• **Data extract**
** Start **

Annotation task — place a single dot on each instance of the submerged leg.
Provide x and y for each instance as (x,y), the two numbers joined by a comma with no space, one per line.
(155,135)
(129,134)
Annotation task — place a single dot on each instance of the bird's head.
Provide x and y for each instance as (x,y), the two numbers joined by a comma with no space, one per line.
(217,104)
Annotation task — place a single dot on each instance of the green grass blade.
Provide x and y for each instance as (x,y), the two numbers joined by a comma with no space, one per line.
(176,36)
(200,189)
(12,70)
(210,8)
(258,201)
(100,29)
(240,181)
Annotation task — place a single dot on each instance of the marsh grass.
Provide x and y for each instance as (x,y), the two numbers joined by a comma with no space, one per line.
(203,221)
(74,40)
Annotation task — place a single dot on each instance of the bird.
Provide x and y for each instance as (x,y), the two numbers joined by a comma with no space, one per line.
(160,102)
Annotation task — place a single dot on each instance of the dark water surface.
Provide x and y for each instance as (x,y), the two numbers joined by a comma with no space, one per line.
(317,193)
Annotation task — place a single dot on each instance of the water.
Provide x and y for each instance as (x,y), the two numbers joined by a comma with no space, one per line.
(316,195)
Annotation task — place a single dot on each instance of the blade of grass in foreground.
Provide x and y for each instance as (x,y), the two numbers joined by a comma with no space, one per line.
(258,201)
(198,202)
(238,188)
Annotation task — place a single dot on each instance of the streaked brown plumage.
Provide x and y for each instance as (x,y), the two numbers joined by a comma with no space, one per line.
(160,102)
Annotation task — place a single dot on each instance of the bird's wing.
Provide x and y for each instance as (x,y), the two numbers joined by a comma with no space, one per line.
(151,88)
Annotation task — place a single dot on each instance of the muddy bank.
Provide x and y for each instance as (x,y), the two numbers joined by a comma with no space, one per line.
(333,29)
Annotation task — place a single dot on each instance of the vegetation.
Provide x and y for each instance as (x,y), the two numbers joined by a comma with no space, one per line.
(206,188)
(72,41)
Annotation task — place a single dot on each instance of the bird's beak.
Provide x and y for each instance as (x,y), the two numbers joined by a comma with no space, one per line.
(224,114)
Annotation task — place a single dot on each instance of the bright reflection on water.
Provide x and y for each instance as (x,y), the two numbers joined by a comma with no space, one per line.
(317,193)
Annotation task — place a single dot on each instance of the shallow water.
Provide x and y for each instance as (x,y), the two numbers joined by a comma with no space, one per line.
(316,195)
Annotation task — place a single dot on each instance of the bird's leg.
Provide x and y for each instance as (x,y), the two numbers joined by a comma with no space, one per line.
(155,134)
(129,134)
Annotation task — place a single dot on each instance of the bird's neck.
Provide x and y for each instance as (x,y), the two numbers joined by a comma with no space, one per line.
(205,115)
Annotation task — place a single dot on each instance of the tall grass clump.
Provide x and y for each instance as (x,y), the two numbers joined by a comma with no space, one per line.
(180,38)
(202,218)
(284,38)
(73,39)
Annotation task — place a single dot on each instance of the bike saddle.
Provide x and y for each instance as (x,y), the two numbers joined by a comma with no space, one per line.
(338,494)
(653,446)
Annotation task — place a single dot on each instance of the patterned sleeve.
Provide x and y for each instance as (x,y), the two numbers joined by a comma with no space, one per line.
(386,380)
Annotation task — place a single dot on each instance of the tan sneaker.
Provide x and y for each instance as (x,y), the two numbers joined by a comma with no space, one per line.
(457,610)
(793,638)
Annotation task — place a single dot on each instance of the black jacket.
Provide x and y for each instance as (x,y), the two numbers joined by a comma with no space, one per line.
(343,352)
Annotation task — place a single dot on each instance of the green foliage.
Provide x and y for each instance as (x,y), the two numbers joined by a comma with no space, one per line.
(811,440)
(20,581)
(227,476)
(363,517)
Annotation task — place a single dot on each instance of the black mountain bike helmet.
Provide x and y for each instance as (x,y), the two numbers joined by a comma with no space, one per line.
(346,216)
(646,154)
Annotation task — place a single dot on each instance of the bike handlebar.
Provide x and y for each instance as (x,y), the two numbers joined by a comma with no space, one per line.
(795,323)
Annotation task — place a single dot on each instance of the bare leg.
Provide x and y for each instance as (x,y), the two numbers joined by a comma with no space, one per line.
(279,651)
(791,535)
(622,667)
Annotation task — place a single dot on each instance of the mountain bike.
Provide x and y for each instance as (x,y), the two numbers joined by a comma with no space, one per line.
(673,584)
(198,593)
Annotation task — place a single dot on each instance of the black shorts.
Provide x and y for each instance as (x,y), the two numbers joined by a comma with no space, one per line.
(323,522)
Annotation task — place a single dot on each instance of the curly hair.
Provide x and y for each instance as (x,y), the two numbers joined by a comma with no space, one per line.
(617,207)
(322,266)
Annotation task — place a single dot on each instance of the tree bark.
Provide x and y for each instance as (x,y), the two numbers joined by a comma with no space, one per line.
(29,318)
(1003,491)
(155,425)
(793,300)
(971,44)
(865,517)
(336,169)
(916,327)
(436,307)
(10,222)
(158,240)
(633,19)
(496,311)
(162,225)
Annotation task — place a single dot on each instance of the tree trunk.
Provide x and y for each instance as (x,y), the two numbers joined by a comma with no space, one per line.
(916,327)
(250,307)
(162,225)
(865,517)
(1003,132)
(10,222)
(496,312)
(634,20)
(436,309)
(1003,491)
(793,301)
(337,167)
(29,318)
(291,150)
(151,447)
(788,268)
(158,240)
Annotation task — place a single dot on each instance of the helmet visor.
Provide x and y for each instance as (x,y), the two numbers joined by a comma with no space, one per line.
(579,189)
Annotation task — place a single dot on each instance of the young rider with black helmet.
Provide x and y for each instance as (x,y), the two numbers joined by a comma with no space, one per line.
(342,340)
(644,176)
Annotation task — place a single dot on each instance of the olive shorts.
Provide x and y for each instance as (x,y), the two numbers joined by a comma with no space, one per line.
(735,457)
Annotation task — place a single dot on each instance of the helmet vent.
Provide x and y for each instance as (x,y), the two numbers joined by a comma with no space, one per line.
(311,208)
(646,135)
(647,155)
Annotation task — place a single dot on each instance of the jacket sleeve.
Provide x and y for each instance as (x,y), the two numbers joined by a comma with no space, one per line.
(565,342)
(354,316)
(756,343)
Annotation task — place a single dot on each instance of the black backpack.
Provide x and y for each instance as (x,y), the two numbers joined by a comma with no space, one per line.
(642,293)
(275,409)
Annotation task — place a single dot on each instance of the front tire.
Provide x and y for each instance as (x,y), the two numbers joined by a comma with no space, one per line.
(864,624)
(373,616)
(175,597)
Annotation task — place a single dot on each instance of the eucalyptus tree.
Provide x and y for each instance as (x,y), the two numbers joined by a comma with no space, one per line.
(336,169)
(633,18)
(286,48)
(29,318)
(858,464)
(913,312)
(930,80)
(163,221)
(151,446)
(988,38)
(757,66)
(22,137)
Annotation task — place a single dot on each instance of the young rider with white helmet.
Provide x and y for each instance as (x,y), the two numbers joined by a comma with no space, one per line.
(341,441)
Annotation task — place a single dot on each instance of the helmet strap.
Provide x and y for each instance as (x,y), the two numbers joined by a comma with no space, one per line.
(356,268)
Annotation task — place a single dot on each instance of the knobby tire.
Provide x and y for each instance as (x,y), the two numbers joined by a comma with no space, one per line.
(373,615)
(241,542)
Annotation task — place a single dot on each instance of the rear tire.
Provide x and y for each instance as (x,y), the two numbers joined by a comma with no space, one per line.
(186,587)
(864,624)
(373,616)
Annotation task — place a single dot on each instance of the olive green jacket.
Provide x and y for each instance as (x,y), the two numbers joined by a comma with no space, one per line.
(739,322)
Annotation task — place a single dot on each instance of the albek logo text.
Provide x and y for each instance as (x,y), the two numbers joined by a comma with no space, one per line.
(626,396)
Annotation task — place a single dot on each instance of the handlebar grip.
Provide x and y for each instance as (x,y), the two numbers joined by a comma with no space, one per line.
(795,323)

** End **

• **Work to be completed**
Exactly reproduce the lines from the one containing "with white helmet." through the end of the records, and only those lines.

• **Final result**
Annotation task — place a single dot on each instance of the young rider with white helmet.
Provide x and y for each instance as (x,y), the two numbers joined by a comma with no space, one per line.
(341,441)
Annotation task — place a single dot on each instance of the helmet strap.
Provide x and y for each instance as (x,y), the two numbers joined by a comma with no space, one per line.
(356,268)
Annotation task — place a single dot on each instance of the knobby tire.
Provide x and y for each instance as (x,y), the two numbers joined by a comma with no space, one per line.
(373,615)
(241,542)
Annotation task — place a single dot on each instance of the rear tire.
Provide x and y for each instance as (x,y), the two numbers joined by a comma with no space, one per line.
(186,587)
(864,624)
(373,616)
Annotation task — place a single dot on each instance of the olive green jacket.
Provide x and y for each instance as (x,y), the two numbers joined by a comma with no space, one per line.
(739,322)
Annotation task — place a single dot on each instance of the albek logo text.
Provide x and y for each instance as (x,y), the two numbers joined by a comma with no space, one per line.
(626,396)
Annotation task — place a single dot on each instance of the handlebar grip.
Provide x and y for each instance as (x,y), the two numbers joined by a comma with no space, one per line.
(795,323)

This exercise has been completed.